#### READING PASSAGE ####

As we got ready to take a photograph of Suryaprakash in his room, he turned his back on us. “I am concerned about my safety,” he said.
Students and teachers at JNU told Newslaundry that the mob’s motivation to perpetrate terror could be traced to the events of the previous day. The university had scheduled its registration process for the winter semester between January 1 and January 5 this year. Students protesting against the recent fee hikes had shut down the WiFi in the university on Saturday, January 4. The Akhil Bharatiya Vidyarthi Parishad, a student outfit of the Rashtriya Swayamsevak Sangh, tried to restore the WiFi when a scuffle broke out between the two groups.
Videos of the scuffle obtained by Newslaundry purportedly show ABVP students carrying sticks and rods and attacking other students outside the Communication and Information Services office on January 4.
The JNUSU had made similar allegations against the ABVP, as reported by The Times of India on January 5.

#### DATA RECORDS ####

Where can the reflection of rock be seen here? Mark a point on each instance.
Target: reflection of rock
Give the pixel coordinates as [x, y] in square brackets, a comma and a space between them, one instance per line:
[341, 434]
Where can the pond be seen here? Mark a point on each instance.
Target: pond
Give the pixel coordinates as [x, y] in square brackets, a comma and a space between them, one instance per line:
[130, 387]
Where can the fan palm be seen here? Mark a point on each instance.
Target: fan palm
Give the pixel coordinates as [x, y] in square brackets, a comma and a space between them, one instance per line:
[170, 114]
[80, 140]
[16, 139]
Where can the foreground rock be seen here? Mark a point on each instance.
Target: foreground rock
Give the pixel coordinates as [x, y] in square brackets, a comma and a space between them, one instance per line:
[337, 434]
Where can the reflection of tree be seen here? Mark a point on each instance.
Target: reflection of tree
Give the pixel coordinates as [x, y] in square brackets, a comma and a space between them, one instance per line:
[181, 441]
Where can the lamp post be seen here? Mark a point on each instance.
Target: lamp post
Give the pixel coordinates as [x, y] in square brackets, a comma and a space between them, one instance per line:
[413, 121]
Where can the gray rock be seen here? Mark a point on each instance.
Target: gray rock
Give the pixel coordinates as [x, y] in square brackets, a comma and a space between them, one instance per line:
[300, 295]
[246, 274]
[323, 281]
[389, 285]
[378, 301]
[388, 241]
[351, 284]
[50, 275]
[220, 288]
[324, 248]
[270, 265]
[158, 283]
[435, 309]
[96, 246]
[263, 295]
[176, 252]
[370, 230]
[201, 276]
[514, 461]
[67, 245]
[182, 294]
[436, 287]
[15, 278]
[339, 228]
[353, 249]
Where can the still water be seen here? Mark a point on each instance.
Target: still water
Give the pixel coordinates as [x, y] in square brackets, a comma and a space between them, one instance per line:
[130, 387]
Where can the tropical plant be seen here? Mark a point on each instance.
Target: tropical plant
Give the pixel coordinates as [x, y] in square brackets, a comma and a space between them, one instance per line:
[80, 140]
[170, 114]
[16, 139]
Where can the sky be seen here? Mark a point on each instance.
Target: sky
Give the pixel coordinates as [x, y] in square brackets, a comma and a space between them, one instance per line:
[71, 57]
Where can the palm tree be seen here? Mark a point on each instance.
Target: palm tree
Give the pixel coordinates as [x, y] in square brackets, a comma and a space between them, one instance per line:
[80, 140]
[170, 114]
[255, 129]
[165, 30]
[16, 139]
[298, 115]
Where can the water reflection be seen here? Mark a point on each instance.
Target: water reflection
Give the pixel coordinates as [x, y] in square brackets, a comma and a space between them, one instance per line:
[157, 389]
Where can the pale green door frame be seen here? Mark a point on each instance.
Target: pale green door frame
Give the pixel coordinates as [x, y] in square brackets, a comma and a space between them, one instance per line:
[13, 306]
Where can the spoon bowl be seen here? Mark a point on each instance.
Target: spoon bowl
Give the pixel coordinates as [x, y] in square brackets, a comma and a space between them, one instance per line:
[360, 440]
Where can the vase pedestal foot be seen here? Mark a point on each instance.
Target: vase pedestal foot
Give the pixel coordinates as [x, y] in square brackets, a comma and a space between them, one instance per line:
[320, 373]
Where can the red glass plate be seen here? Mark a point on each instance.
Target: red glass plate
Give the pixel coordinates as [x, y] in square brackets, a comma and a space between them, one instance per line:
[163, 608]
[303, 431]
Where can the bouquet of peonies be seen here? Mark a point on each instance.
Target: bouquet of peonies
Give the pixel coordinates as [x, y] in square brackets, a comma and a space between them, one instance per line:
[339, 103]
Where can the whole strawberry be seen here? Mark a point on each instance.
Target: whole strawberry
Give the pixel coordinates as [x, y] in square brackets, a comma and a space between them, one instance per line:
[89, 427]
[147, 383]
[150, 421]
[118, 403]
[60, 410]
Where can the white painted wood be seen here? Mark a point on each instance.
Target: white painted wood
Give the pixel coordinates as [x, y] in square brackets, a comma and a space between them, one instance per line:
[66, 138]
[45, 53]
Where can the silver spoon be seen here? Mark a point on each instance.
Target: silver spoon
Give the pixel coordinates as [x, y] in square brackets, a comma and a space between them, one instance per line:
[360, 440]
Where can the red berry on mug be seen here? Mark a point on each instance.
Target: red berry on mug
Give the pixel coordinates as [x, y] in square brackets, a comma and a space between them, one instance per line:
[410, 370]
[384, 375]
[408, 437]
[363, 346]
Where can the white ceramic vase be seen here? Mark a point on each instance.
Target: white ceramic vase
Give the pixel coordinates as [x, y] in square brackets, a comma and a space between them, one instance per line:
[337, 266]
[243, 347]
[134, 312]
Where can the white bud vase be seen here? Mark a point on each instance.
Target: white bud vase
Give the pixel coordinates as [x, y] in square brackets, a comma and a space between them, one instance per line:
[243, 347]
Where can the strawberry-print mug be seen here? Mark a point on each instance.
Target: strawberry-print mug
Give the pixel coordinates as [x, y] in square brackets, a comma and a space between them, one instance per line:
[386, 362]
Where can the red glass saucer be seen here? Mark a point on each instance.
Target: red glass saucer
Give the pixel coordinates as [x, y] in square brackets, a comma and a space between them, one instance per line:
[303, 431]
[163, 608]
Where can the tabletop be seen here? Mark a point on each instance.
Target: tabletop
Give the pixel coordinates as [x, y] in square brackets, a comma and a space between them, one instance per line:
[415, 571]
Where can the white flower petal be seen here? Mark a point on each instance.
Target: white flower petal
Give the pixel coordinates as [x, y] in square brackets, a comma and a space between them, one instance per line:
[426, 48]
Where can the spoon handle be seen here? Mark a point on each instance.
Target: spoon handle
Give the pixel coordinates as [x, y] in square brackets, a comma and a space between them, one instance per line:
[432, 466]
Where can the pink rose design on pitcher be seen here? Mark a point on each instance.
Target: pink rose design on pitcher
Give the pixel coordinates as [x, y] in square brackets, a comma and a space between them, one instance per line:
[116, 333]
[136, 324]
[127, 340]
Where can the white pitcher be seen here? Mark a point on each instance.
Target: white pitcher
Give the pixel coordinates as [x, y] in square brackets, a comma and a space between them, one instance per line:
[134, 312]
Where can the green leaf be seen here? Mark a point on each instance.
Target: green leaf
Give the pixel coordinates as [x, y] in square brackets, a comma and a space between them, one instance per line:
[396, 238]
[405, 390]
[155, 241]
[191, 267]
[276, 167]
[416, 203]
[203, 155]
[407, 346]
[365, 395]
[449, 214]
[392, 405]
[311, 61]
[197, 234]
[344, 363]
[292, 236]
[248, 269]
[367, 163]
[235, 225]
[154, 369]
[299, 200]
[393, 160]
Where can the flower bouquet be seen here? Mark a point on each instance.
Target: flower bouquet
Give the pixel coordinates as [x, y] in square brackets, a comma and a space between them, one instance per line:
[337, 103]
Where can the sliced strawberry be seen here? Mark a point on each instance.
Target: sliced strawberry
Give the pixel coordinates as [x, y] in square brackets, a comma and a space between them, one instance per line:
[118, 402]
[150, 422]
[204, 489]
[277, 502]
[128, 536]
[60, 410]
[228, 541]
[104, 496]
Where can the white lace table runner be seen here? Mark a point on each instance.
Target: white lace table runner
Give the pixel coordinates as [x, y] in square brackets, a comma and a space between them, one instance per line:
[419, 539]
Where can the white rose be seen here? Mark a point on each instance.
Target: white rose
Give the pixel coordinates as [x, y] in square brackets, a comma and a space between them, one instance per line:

####

# [OBJECTIVE]
Print the JNU report verbatim, everything from "Videos of the" down to "on January 5.". The records have no connection to the report on JNU.

# [RESULT BELOW]
Videos of the scuffle obtained by Newslaundry purportedly show ABVP students carrying sticks and rods and attacking other students outside the Communication and Information Services office on January 4.
The JNUSU had made similar allegations against the ABVP, as reported by The Times of India on January 5.